• **Text section**
Using LCA, Muñoz et al. (2010) studied the impact of irrigation using groundwater, direct reclaimed wastewater, and desalinated water for the production of tobacco. These authors showed that irrigation with groundwater had the highest environmental impact and that irrigation with groundwater is not always the best option because groundwater is sometimes polluted by human activities and can also be affected by saltwater intrusion. The whole Tipaza region is classified as vulnerable to nitrate contamination due to the intense use of nitrogen fertilizer (Sbargoud 2013).
Comparison of the environmental impact of irrigating cucumber with reclaimed water and theoretical cucumber fertilization requirements
Figure 6 shows the results of the LCA of cucumbers irrigated with reclaimed water compared with the theoretical cucumber fertilization requirements recommended by ITCMI. Reducing fertilizer by 58% would reduce most impact categories (GWP, ODP, IRP, particulate matter formation (PMFP), EOFP, TAP, MEP, HTPc, HTPnc, LOP, SOP, fossil resource scarcity (FRS)) by about 60% except freshwater eutrophication, for which the reduction would be about 12% due to phosphorus emissions into water. Reductions in TETP, FETP, METP ranging from 12% to 28% were affected by the manufacture of fertilizers.

• **Exercise**
From the irrigation passage, reproduce word for word the part that opens with the words "Comparison of the" and closes with "manufacture of fertilizers.". The listing that comes next is separate material with no connection to the irrigation passage.

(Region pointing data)
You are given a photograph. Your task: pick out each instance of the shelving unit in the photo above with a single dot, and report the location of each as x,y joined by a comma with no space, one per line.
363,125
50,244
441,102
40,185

• **Output of the task**
Comparison of the environmental impact of irrigating cucumber with reclaimed water and theoretical cucumber fertilization requirements
Figure 6 shows the results of the LCA of cucumbers irrigated with reclaimed water compared with the theoretical cucumber fertilization requirements recommended by ITCMI. Reducing fertilizer by 58% would reduce most impact categories (GWP, ODP, IRP, particulate matter formation (PMFP), EOFP, TAP, MEP, HTPc, HTPnc, LOP, SOP, fossil resource scarcity (FRS)) by about 60% except freshwater eutrophication, for which the reduction would be about 12% due to phosphorus emissions into water. Reductions in TETP, FETP, METP ranging from 12% to 28% were affected by the manufacture of fertilizers.